- _Task objective_: Could you copy, word for word, the lines of the records from the one containing "Can you see the roof" through the last line of the records, both ends included?
:: Material provided
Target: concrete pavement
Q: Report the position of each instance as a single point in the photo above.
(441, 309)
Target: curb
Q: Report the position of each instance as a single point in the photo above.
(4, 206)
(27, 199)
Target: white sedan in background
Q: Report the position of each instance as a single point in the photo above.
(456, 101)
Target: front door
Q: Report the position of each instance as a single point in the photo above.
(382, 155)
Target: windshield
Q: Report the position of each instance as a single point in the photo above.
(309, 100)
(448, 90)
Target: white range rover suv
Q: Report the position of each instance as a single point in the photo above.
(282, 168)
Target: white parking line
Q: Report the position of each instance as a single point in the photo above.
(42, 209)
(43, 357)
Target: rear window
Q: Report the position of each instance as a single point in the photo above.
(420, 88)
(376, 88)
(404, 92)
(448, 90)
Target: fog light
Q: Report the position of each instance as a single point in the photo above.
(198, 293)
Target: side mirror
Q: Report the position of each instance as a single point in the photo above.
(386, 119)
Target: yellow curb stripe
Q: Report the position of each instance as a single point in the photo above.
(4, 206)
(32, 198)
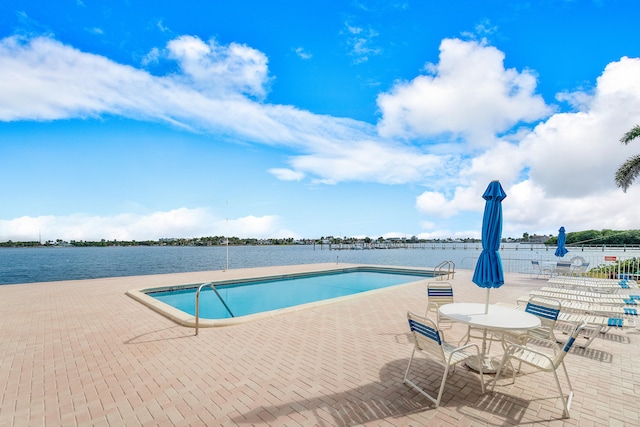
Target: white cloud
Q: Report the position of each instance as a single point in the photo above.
(456, 113)
(468, 93)
(181, 222)
(302, 53)
(360, 42)
(221, 70)
(286, 174)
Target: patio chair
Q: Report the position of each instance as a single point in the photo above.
(429, 340)
(543, 362)
(540, 270)
(545, 309)
(563, 269)
(438, 294)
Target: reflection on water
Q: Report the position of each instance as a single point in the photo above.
(27, 265)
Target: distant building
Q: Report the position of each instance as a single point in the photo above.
(538, 239)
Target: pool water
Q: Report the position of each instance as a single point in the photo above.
(272, 294)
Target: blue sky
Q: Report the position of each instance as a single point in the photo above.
(120, 120)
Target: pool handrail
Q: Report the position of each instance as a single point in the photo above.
(451, 270)
(198, 302)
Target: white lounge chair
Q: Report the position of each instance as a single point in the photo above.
(599, 319)
(547, 310)
(429, 340)
(543, 362)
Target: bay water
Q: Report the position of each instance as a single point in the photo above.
(46, 264)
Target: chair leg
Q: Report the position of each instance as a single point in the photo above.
(442, 383)
(406, 373)
(415, 386)
(566, 403)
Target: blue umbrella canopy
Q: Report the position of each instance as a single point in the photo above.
(488, 273)
(562, 239)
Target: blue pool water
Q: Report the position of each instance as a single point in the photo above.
(273, 294)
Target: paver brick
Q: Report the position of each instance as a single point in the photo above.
(83, 353)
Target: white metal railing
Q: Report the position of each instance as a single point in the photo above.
(198, 302)
(439, 270)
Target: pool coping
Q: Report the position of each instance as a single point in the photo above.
(184, 319)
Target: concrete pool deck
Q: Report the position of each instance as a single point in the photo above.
(84, 353)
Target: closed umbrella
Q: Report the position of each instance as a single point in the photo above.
(562, 239)
(488, 273)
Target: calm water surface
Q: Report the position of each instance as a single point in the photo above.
(28, 265)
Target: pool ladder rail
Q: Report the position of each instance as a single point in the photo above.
(198, 302)
(450, 268)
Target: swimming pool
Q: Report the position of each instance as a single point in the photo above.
(240, 300)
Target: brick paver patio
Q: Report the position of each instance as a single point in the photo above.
(84, 353)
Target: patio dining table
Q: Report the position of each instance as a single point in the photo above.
(497, 319)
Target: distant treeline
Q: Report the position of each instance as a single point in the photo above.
(599, 238)
(578, 238)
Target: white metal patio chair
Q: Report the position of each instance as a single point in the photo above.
(563, 269)
(438, 294)
(543, 362)
(429, 340)
(547, 310)
(540, 270)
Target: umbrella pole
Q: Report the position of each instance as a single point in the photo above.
(486, 304)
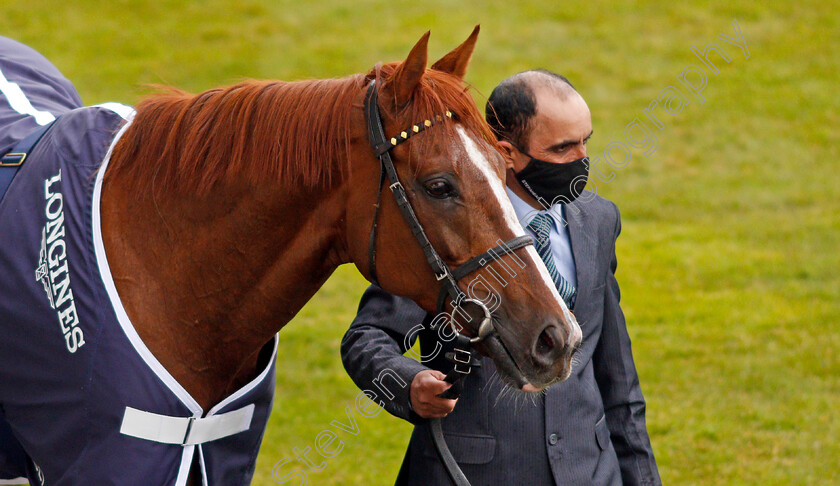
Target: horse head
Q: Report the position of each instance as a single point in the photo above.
(448, 166)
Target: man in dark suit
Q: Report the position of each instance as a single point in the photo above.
(589, 429)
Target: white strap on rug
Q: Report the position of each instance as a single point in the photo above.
(185, 430)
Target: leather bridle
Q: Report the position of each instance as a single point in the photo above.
(449, 278)
(464, 356)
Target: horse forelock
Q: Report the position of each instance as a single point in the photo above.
(296, 133)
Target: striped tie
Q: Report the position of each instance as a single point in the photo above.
(541, 227)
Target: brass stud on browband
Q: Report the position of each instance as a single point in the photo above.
(405, 135)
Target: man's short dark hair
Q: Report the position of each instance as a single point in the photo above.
(512, 104)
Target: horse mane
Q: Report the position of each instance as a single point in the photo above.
(296, 133)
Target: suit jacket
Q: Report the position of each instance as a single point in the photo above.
(589, 429)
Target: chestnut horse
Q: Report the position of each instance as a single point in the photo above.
(222, 213)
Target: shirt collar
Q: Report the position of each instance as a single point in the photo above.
(525, 212)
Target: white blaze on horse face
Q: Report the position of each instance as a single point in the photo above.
(482, 164)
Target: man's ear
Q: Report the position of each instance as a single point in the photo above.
(508, 152)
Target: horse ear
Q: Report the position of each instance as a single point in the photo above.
(455, 63)
(408, 74)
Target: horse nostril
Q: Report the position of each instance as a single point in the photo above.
(546, 341)
(548, 346)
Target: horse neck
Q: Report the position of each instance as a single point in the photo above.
(208, 280)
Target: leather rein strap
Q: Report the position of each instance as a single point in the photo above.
(464, 357)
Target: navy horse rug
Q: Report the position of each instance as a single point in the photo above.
(82, 399)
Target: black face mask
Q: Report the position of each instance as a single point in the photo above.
(552, 183)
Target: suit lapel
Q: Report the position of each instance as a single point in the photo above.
(583, 249)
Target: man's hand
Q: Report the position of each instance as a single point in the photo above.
(425, 388)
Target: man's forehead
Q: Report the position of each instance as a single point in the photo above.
(561, 116)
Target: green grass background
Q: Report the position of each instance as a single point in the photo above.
(728, 258)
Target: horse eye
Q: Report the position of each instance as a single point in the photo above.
(439, 189)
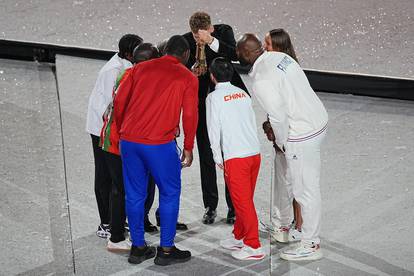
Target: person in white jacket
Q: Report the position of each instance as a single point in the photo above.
(231, 127)
(299, 120)
(99, 100)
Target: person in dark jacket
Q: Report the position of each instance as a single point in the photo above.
(215, 41)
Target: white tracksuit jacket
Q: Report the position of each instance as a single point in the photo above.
(231, 123)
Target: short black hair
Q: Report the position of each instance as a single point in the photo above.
(145, 51)
(161, 46)
(221, 69)
(177, 45)
(127, 44)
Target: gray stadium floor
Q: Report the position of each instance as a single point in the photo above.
(367, 186)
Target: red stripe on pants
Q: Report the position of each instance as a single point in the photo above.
(241, 175)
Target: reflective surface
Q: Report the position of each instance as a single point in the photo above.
(34, 216)
(370, 36)
(366, 185)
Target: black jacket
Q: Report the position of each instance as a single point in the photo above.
(227, 49)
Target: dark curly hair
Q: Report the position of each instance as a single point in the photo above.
(282, 43)
(199, 21)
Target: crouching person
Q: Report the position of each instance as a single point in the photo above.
(232, 131)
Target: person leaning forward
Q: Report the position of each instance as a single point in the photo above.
(163, 88)
(218, 41)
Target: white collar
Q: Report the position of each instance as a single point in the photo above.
(254, 67)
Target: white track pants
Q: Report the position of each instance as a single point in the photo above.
(297, 175)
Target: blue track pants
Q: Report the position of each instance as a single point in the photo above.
(163, 163)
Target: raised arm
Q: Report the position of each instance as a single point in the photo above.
(122, 96)
(190, 113)
(214, 129)
(270, 99)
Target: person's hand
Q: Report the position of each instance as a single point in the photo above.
(177, 132)
(198, 70)
(267, 128)
(205, 37)
(187, 158)
(277, 148)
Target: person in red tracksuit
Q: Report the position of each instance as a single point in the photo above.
(147, 110)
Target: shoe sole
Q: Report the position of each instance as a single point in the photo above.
(210, 221)
(234, 248)
(103, 236)
(251, 258)
(118, 250)
(140, 259)
(278, 239)
(165, 262)
(312, 257)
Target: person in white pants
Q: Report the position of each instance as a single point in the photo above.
(299, 121)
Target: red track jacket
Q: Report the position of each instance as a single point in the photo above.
(149, 101)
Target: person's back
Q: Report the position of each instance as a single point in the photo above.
(232, 129)
(159, 89)
(306, 113)
(233, 106)
(148, 107)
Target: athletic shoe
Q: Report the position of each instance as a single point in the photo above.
(248, 253)
(280, 234)
(231, 244)
(294, 235)
(302, 252)
(138, 255)
(209, 216)
(119, 247)
(172, 256)
(231, 217)
(103, 231)
(181, 226)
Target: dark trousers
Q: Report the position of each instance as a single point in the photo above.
(118, 214)
(103, 182)
(207, 164)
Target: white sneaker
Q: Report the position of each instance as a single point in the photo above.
(302, 252)
(231, 244)
(120, 247)
(248, 253)
(294, 235)
(280, 234)
(103, 231)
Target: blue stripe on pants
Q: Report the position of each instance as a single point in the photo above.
(163, 163)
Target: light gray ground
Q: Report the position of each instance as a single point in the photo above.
(370, 36)
(366, 186)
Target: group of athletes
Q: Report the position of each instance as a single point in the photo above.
(145, 91)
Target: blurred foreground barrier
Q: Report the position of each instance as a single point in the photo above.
(324, 81)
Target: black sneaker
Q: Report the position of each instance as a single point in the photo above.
(231, 217)
(181, 226)
(209, 216)
(172, 256)
(138, 255)
(103, 231)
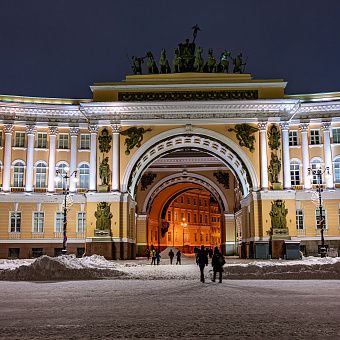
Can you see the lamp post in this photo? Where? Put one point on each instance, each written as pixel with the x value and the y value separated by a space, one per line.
pixel 183 225
pixel 318 172
pixel 64 177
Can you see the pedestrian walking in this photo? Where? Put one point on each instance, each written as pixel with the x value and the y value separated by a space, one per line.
pixel 178 256
pixel 158 257
pixel 153 257
pixel 147 253
pixel 202 261
pixel 171 255
pixel 217 263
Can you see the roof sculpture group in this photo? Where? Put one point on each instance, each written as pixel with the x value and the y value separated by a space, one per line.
pixel 188 58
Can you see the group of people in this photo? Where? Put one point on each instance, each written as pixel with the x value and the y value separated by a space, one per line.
pixel 217 260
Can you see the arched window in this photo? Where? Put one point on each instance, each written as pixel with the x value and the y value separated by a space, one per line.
pixel 295 172
pixel 316 163
pixel 18 174
pixel 84 176
pixel 40 175
pixel 61 167
pixel 337 169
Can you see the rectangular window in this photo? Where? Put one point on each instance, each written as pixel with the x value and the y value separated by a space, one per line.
::::
- _Answer_:
Can you see the roof sculpture group in this photo? Where? Put one point on each instance, each written as pixel with the x value and the y value separated by a space, one per line.
pixel 188 58
Can you see the group of people in this photo? Where? Put one point on each instance, each written as pixel with the x value and the y value separated by a space, one per line.
pixel 217 260
Can you see the arched window in this photo? Where? Put one point on each instance, each written as pixel with the x value and the y value separated by a space, one per line.
pixel 295 172
pixel 316 163
pixel 18 174
pixel 84 176
pixel 40 175
pixel 61 167
pixel 337 169
Can you see the rectangular window in this photo? Where? Put one point on each instance, each written as pixel with the x value and the y value separated by a space, one per line.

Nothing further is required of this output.